* [DIRECTIONS]
Which lines of the material below contain the word "race"? Return each of those lines in full.

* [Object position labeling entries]

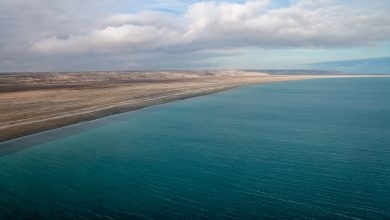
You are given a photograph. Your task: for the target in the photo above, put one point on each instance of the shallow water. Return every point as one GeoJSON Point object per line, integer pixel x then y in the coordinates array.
{"type": "Point", "coordinates": [303, 149]}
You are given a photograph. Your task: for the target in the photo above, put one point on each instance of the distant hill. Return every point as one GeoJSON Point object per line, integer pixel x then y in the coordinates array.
{"type": "Point", "coordinates": [379, 65]}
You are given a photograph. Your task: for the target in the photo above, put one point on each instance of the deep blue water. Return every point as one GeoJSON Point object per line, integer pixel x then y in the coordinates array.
{"type": "Point", "coordinates": [304, 149]}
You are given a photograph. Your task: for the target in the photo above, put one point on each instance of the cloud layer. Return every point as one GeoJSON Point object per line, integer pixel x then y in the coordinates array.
{"type": "Point", "coordinates": [205, 29]}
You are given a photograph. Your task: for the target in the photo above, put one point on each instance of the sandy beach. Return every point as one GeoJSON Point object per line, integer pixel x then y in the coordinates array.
{"type": "Point", "coordinates": [34, 102]}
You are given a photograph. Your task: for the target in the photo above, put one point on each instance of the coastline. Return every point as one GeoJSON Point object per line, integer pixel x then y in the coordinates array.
{"type": "Point", "coordinates": [159, 94]}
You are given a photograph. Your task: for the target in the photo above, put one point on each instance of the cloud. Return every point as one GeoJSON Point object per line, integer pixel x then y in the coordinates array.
{"type": "Point", "coordinates": [139, 33]}
{"type": "Point", "coordinates": [307, 23]}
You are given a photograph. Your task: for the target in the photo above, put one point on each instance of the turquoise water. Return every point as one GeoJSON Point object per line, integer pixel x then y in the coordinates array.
{"type": "Point", "coordinates": [304, 149]}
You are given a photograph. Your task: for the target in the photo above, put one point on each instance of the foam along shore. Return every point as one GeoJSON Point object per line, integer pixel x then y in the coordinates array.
{"type": "Point", "coordinates": [34, 102]}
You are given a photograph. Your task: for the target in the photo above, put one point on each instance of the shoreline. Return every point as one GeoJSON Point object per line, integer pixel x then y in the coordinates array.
{"type": "Point", "coordinates": [12, 129]}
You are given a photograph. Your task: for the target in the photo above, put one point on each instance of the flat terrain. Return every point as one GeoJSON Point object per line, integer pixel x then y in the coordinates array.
{"type": "Point", "coordinates": [33, 102]}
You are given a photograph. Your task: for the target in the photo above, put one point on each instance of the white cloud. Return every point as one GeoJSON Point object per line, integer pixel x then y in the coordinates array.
{"type": "Point", "coordinates": [213, 25]}
{"type": "Point", "coordinates": [84, 34]}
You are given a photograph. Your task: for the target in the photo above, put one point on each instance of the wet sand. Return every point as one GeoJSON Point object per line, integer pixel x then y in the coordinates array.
{"type": "Point", "coordinates": [34, 102]}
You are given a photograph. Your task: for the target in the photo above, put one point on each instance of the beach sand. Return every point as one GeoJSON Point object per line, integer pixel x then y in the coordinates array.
{"type": "Point", "coordinates": [34, 102]}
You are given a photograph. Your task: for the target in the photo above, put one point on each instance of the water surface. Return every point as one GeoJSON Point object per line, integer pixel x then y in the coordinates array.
{"type": "Point", "coordinates": [304, 149]}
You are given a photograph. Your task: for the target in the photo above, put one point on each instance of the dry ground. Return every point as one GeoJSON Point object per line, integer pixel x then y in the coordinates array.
{"type": "Point", "coordinates": [33, 102]}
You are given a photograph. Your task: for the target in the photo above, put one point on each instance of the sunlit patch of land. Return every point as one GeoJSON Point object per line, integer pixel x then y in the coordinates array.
{"type": "Point", "coordinates": [33, 102]}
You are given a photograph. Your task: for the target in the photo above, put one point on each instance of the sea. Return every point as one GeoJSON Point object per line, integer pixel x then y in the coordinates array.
{"type": "Point", "coordinates": [310, 149]}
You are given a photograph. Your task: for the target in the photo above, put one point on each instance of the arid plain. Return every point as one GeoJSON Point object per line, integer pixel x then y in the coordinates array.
{"type": "Point", "coordinates": [33, 102]}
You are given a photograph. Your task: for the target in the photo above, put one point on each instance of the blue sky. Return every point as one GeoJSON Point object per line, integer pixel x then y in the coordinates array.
{"type": "Point", "coordinates": [48, 35]}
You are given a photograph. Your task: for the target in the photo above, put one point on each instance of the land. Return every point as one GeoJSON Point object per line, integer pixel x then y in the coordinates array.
{"type": "Point", "coordinates": [34, 102]}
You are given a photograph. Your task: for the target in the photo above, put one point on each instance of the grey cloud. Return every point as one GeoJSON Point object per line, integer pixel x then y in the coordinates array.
{"type": "Point", "coordinates": [73, 32]}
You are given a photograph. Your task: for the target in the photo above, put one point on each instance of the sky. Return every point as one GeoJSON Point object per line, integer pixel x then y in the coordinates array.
{"type": "Point", "coordinates": [84, 35]}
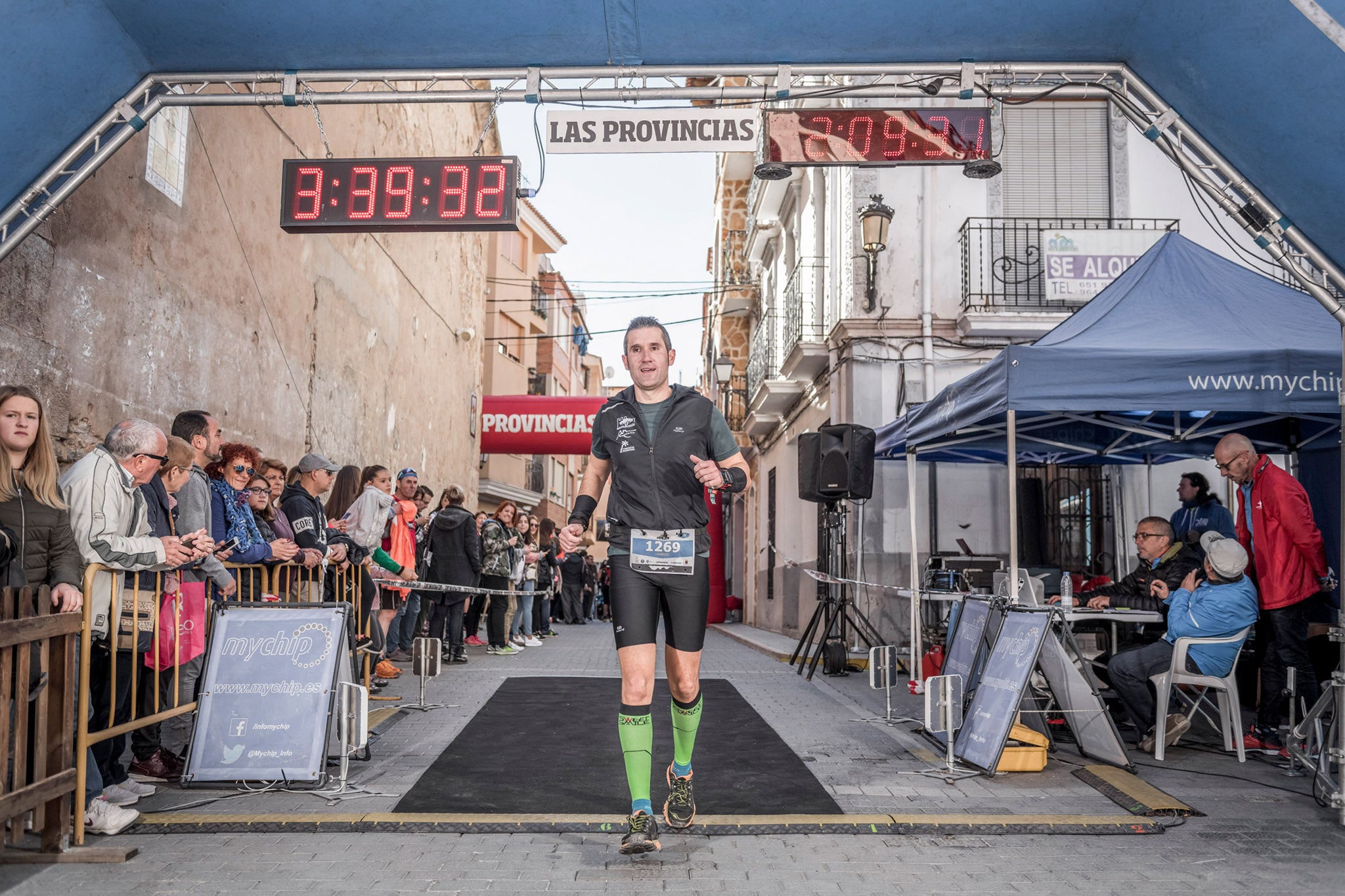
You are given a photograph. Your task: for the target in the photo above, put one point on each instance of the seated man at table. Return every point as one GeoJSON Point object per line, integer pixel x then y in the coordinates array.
{"type": "Point", "coordinates": [1219, 608]}
{"type": "Point", "coordinates": [1162, 561]}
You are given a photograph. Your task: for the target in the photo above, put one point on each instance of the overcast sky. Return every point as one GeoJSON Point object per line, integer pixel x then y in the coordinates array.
{"type": "Point", "coordinates": [627, 218]}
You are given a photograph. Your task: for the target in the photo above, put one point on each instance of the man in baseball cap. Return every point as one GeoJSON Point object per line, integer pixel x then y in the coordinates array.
{"type": "Point", "coordinates": [1220, 606]}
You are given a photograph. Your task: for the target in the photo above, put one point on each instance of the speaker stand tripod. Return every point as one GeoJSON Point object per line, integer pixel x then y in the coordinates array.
{"type": "Point", "coordinates": [826, 633]}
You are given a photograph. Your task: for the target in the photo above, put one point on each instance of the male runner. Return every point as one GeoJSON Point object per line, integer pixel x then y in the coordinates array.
{"type": "Point", "coordinates": [651, 440]}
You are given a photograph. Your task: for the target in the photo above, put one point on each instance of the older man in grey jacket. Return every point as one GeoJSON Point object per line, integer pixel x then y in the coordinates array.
{"type": "Point", "coordinates": [110, 528]}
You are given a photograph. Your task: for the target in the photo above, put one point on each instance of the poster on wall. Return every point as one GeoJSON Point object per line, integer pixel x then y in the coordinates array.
{"type": "Point", "coordinates": [1080, 264]}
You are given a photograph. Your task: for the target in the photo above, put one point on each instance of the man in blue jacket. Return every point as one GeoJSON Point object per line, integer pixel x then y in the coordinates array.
{"type": "Point", "coordinates": [1220, 606]}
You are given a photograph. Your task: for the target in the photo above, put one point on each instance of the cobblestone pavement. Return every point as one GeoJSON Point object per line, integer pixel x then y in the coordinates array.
{"type": "Point", "coordinates": [1261, 832]}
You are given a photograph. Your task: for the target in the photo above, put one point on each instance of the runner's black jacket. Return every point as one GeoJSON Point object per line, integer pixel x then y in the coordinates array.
{"type": "Point", "coordinates": [654, 485]}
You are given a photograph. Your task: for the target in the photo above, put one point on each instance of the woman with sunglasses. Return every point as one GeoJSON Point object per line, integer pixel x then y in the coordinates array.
{"type": "Point", "coordinates": [231, 515]}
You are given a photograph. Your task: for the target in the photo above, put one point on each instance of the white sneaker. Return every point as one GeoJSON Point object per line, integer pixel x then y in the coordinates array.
{"type": "Point", "coordinates": [119, 796]}
{"type": "Point", "coordinates": [137, 788]}
{"type": "Point", "coordinates": [104, 819]}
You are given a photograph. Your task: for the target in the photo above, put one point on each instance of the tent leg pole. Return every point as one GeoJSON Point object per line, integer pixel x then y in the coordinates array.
{"type": "Point", "coordinates": [1013, 508]}
{"type": "Point", "coordinates": [1340, 616]}
{"type": "Point", "coordinates": [916, 675]}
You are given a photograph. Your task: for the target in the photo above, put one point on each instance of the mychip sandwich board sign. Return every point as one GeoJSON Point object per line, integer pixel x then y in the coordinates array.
{"type": "Point", "coordinates": [267, 692]}
{"type": "Point", "coordinates": [969, 647]}
{"type": "Point", "coordinates": [1003, 681]}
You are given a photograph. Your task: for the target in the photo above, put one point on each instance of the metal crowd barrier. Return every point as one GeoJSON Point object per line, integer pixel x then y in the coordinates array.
{"type": "Point", "coordinates": [38, 736]}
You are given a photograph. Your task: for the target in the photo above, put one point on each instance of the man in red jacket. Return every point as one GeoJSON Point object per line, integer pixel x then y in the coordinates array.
{"type": "Point", "coordinates": [1289, 562]}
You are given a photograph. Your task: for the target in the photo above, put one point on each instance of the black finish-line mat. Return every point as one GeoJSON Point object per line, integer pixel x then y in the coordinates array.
{"type": "Point", "coordinates": [549, 744]}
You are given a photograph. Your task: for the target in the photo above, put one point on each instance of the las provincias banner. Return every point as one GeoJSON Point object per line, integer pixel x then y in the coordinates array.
{"type": "Point", "coordinates": [539, 423]}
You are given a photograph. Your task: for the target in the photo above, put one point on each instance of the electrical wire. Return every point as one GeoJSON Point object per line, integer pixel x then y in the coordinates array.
{"type": "Point", "coordinates": [596, 332]}
{"type": "Point", "coordinates": [252, 274]}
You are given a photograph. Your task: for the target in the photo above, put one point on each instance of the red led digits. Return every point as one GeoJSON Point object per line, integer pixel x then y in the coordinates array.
{"type": "Point", "coordinates": [401, 194]}
{"type": "Point", "coordinates": [483, 191]}
{"type": "Point", "coordinates": [458, 194]}
{"type": "Point", "coordinates": [807, 144]}
{"type": "Point", "coordinates": [981, 133]}
{"type": "Point", "coordinates": [315, 194]}
{"type": "Point", "coordinates": [357, 210]}
{"type": "Point", "coordinates": [864, 123]}
{"type": "Point", "coordinates": [942, 150]}
{"type": "Point", "coordinates": [898, 120]}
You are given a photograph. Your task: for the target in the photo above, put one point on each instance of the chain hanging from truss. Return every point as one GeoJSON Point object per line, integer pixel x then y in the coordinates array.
{"type": "Point", "coordinates": [322, 132]}
{"type": "Point", "coordinates": [490, 120]}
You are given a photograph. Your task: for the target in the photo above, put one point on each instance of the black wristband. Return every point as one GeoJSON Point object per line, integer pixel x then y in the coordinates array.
{"type": "Point", "coordinates": [735, 480]}
{"type": "Point", "coordinates": [583, 512]}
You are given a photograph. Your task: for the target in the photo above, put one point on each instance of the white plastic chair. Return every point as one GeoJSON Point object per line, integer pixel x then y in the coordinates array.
{"type": "Point", "coordinates": [1225, 689]}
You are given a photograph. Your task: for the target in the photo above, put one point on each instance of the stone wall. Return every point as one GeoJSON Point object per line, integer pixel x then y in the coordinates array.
{"type": "Point", "coordinates": [125, 304]}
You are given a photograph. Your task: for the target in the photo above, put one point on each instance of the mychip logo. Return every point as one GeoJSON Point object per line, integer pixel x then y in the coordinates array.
{"type": "Point", "coordinates": [305, 647]}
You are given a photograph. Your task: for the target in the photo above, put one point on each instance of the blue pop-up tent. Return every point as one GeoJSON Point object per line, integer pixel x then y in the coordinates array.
{"type": "Point", "coordinates": [1181, 350]}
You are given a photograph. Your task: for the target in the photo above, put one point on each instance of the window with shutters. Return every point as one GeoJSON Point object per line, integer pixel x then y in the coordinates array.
{"type": "Point", "coordinates": [1056, 160]}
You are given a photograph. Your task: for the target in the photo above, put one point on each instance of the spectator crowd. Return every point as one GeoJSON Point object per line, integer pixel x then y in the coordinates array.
{"type": "Point", "coordinates": [175, 521]}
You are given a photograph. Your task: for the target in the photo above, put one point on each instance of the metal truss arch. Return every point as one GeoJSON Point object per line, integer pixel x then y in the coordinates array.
{"type": "Point", "coordinates": [726, 83]}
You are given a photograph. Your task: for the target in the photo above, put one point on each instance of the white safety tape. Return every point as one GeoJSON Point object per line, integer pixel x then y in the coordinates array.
{"type": "Point", "coordinates": [436, 586]}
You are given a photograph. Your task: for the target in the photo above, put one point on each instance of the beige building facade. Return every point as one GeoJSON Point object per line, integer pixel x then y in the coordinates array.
{"type": "Point", "coordinates": [133, 303]}
{"type": "Point", "coordinates": [535, 326]}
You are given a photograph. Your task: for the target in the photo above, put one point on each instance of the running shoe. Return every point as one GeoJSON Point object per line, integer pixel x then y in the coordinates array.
{"type": "Point", "coordinates": [102, 817]}
{"type": "Point", "coordinates": [119, 796]}
{"type": "Point", "coordinates": [642, 834]}
{"type": "Point", "coordinates": [1264, 740]}
{"type": "Point", "coordinates": [680, 807]}
{"type": "Point", "coordinates": [1178, 726]}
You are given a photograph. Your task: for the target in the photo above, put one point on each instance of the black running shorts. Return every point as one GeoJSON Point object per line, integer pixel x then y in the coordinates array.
{"type": "Point", "coordinates": [638, 598]}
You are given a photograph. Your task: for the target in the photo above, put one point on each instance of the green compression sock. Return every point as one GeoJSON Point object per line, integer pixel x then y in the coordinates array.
{"type": "Point", "coordinates": [686, 720]}
{"type": "Point", "coordinates": [635, 725]}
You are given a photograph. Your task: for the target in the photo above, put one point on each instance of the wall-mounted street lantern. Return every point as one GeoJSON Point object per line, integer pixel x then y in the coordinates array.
{"type": "Point", "coordinates": [873, 224]}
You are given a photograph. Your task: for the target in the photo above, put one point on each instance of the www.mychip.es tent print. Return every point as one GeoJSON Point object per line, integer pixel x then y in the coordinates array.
{"type": "Point", "coordinates": [1181, 349]}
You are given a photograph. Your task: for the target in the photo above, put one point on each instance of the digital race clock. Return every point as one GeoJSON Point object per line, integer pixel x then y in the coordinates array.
{"type": "Point", "coordinates": [877, 136]}
{"type": "Point", "coordinates": [378, 195]}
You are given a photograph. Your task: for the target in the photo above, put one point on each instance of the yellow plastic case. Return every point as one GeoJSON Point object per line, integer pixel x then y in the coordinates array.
{"type": "Point", "coordinates": [1024, 752]}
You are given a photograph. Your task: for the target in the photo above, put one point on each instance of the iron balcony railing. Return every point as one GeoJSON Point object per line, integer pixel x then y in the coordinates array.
{"type": "Point", "coordinates": [541, 300]}
{"type": "Point", "coordinates": [735, 402]}
{"type": "Point", "coordinates": [1002, 258]}
{"type": "Point", "coordinates": [801, 303]}
{"type": "Point", "coordinates": [764, 354]}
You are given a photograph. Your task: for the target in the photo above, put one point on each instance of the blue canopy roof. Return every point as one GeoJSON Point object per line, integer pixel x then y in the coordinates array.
{"type": "Point", "coordinates": [1180, 350]}
{"type": "Point", "coordinates": [1258, 79]}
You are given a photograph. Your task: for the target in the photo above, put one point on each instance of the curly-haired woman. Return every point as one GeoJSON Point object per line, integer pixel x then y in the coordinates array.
{"type": "Point", "coordinates": [232, 517]}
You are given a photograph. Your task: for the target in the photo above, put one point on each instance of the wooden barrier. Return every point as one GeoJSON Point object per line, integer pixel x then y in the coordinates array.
{"type": "Point", "coordinates": [37, 740]}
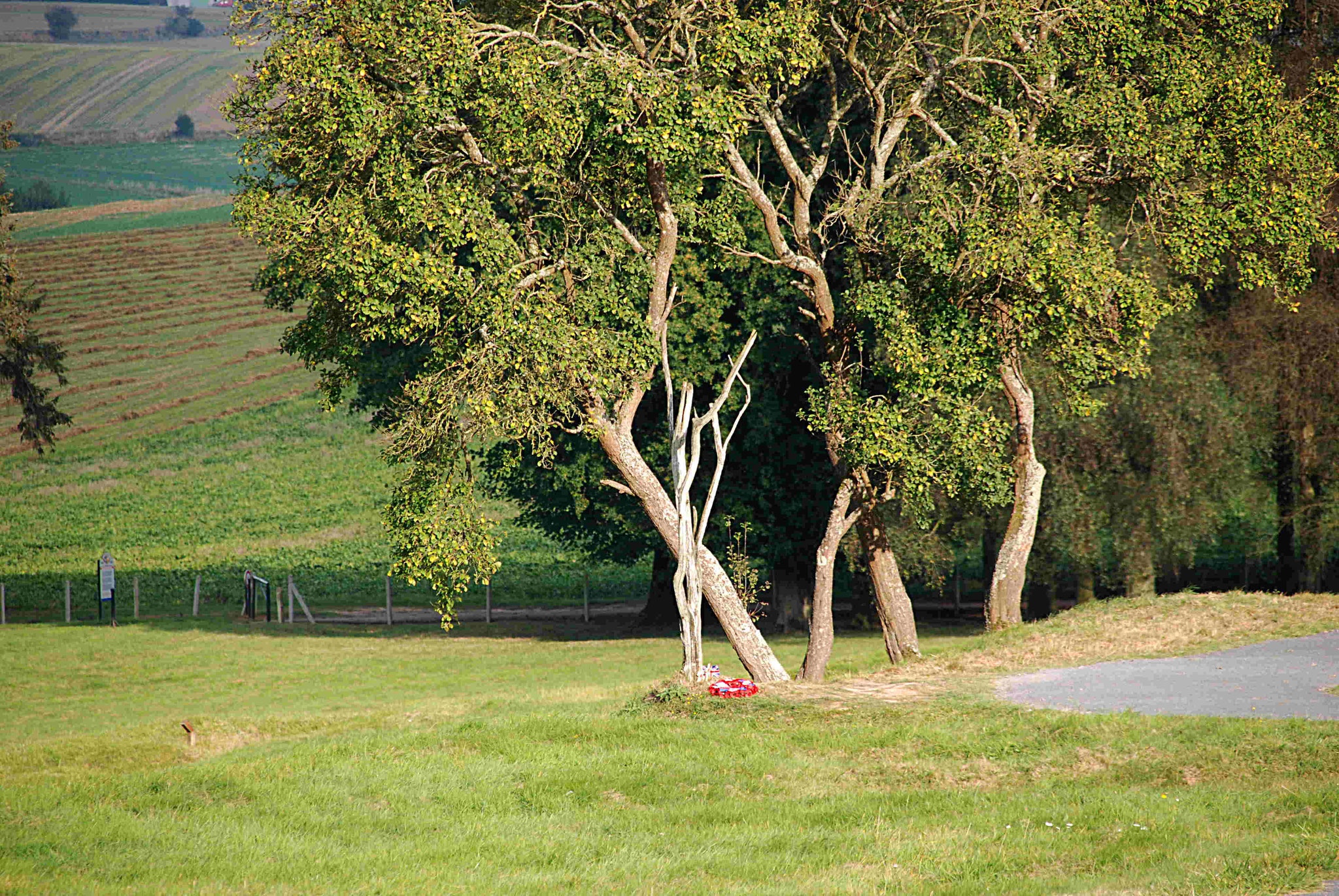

* [THE RESPONSE]
You are given a photograph. Your task: for the target in the photo above, put one point on each instance of the digital race clock. Return every point as one GeoJSON Point object per line, integer pixel x then y in the coordinates array.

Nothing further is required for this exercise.